His prodigious teaching and publishing built trust among pastors who joined councils in Canada, Australia, Italy, French-speaking Europe, and many other regions he visited as TGC’s president. Carson’s focus on the gospel core allowed international coalitions to develop with close doctrinal affinity to each other and also independence to address the most pressing needs of their contexts.
The website played a supporting role in Carson’s early hopes for TGC. But he took early steps to leverage the unique reach of the internet to promote gospel-centered ministry for the next generation. Themelios, a journal for students of theology and religion in Great Britain, ceased publication just as Carson was bringing TGC online. Published by the Universities and Colleges Christian Fellowship (UCCF) in Great Britain, Themelios couldn’t justify the costs of printing and distributing as they mostly reached pastors instead of their core audience of students. Four groups bid to take over the brand of Themelios, which is Greek for “foundation” (see, for example, 1 Cor. 3:11).
Carson cast a vision for TGC as a center-bounded set, which is less concerned about the periphery than about a robust gospel definition at the center.
In the end, UCCF chose TGC, which has published Themelios ever since as a free online journal for pastors as well as theological students. Every issue features columns, articles, and dozens of book reviews overseen by an international team of editors who ascribe to TGC’s foundation documents.
Carson anticipated readership would multiply by a factor of 10 once the journal moved online under TGC. His goals were too modest. In 2022, Themelios attracted more than 1.9 million page views from readers in 235 countries.
Carson envisioned TGC’s website as a simple way for friends in ministry to stay connected between conferences. None of us could have foreseen 15 years ago the pandemic shutdown of March 2020, but as churches closed, in perhaps the greatest disruption to the Western church since the Black Plague in the Middle Ages, pastors looked online for help.
In those bleak first two months, the TGC website served more than 11.2 million unique users with nearly 25 million page views, including an invitation to fast and pray for God’s help. TGC now publishes one of the largest Christian websites in the world.
When Carson and Keller met to conceive what would become TGC, they wanted to help younger church leaders struggling to adjust to the rapidly changing world of the internet age. Just a generation ago, despite the tumult of the 1960s and ’70s, even nominal Christians and unbelievers shared many moral assumptions with evangelicals. But that world has largely disappeared. Parents can hardly understand the world their children hold in their hands via smartphones. Secularism has become more unabashedly anti-Christian. Disagreement and indifference to evangelical beliefs have been replaced by anger and incredulity.
In 2011, Carson and Keller wrote,
The American evangelical world has been breaking apart with wildly different responses to this new cultural situation. To oversimplify, some have simply built the fortress walls higher, merely continuing to do what they have always done, only more defiantly than before. Others have called for a complete doctrinal reengineering of evangelicalism. We think both of these approaches are wrong-headed and, worse, damaging to the cause of the gospel.
Together, Carson and Keller set out to do something constructive. They called for the church to be prophetic from the center. They convened pastors who get out of bed each morning excited about the gospel. They envisioned the gospel spreading to all the world and applying to all of life. Their hopes became TGC, under Don Carson as the founding president.

* Things to do:
1. Copy word for word the part of the passage about Carson and TGC from "In those bleak" to "anger and incredulity.".
2. According to the passage about Carson and TGC, how many page views did Themelios attract in 2022?
The records have no connection to the passage about Carson and TGC.

* Exercise data:
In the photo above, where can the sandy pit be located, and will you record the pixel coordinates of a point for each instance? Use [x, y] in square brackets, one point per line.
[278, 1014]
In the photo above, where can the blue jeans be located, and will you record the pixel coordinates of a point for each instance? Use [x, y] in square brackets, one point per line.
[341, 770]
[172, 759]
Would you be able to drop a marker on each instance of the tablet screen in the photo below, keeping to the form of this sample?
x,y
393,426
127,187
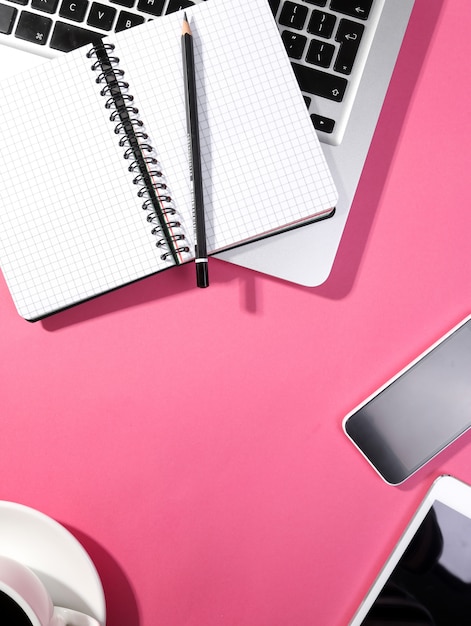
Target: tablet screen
x,y
431,584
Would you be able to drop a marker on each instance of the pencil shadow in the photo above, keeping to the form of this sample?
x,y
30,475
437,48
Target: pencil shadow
x,y
422,24
173,282
121,604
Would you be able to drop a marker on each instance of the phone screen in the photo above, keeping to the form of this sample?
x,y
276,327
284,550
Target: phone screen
x,y
420,412
431,584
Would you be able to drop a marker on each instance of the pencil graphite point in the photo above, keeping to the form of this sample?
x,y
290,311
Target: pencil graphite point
x,y
186,26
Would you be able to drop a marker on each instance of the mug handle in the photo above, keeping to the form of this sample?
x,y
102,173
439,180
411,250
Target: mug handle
x,y
69,617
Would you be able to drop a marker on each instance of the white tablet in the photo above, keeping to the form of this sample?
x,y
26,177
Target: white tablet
x,y
426,581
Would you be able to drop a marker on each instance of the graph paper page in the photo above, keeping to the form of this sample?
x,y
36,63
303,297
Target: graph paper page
x,y
263,167
72,225
71,222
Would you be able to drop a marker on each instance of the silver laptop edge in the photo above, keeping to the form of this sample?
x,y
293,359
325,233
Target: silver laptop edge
x,y
306,255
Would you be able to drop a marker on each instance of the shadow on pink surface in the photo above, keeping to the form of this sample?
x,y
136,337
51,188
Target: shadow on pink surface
x,y
177,280
121,605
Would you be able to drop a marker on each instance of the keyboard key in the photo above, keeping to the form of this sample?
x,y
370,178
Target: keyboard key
x,y
48,6
320,53
101,16
177,5
321,24
349,36
320,83
74,10
354,8
7,18
154,7
124,3
67,37
293,15
274,6
33,28
294,44
323,123
128,20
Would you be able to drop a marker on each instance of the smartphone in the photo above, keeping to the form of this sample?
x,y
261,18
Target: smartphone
x,y
420,411
426,581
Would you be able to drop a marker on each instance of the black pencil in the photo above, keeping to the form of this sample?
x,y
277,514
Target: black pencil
x,y
201,257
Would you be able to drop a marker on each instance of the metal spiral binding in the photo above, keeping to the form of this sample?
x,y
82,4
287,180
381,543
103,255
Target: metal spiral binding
x,y
158,204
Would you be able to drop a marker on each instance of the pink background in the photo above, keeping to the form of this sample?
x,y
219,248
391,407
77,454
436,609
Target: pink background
x,y
192,439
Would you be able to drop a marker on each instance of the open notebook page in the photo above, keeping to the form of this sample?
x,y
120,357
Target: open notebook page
x,y
263,167
71,221
72,225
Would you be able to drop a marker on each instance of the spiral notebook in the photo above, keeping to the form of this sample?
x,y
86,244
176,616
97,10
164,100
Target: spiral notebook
x,y
96,189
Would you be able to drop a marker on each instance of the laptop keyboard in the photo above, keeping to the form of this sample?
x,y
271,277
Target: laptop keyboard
x,y
327,40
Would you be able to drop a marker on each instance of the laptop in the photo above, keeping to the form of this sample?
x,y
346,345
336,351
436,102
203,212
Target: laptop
x,y
343,54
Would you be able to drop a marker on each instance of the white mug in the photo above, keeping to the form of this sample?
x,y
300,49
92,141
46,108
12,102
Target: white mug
x,y
25,601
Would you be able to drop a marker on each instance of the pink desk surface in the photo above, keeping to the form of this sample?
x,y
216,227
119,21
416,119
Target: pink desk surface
x,y
192,439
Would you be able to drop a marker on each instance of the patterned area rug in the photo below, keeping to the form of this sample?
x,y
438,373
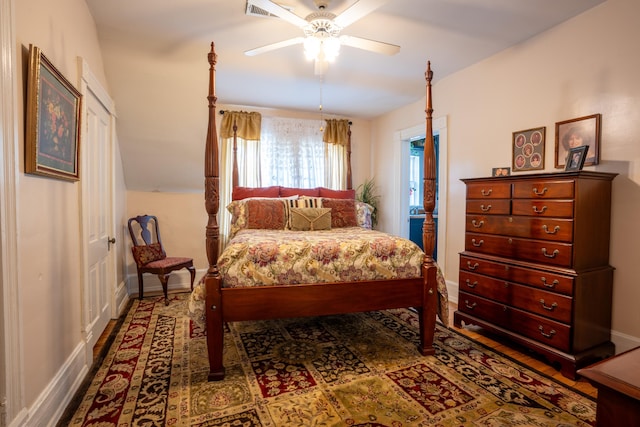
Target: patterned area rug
x,y
349,370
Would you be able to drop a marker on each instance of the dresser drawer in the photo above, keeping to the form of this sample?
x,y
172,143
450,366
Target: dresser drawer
x,y
560,230
489,190
489,207
548,304
545,252
539,279
543,208
544,189
538,328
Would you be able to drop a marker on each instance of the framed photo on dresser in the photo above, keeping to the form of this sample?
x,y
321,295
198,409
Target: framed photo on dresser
x,y
575,133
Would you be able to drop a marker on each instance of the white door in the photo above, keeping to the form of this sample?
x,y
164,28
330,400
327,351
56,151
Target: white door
x,y
98,228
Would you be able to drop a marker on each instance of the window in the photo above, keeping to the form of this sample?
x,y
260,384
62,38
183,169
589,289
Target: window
x,y
292,153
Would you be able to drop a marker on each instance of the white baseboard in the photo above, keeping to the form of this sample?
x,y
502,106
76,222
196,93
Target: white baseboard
x,y
121,299
452,290
624,342
54,399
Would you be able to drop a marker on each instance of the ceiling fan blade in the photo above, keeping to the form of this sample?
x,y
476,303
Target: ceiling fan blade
x,y
274,46
357,10
370,45
279,11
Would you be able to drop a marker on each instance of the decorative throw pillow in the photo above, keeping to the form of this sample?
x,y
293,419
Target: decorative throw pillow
x,y
303,219
145,254
266,214
288,191
343,212
309,202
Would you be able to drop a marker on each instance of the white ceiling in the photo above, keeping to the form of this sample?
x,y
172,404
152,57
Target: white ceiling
x,y
154,54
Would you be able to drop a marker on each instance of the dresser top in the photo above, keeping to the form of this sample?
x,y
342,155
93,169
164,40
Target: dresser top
x,y
549,175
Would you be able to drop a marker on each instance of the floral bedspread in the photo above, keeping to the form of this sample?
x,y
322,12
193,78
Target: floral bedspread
x,y
270,257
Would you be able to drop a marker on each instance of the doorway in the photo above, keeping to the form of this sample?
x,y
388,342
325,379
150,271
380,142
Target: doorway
x,y
416,191
410,199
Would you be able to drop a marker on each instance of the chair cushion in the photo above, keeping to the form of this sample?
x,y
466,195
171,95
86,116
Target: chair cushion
x,y
303,219
144,254
169,262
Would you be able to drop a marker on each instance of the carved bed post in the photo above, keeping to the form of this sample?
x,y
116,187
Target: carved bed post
x,y
349,179
429,267
235,178
213,282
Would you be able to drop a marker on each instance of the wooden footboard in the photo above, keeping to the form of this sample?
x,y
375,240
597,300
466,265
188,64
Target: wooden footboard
x,y
276,302
269,302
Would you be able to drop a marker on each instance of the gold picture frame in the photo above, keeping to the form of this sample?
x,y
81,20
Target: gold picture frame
x,y
52,135
528,149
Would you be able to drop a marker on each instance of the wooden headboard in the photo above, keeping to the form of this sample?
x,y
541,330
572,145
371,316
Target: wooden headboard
x,y
212,173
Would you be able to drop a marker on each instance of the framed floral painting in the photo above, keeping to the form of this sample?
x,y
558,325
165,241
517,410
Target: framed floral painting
x,y
52,135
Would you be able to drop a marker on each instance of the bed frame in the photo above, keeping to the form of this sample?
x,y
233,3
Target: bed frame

* Replies:
1.
In those bleak first two months, the TGC website served more than 11.2 million unique users with nearly 25 million page views, including an invitation to fast and pray for God’s help. TGC now publishes one of the largest Christian websites in the world.
When Carson and Keller met to conceive what would become TGC, they wanted to help younger church leaders struggling to adjust to the rapidly changing world of the internet age. Just a generation ago, despite the tumult of the 1960s and ’70s, even nominal Christians and unbelievers shared many moral assumptions with evangelicals. But that world has largely disappeared. Parents can hardly understand the world their children hold in their hands via smartphones. Secularism has become more unabashedly anti-Christian. Disagreement and indifference to evangelical beliefs have been replaced by anger and incredulity.

2. More than 1.9 million page views.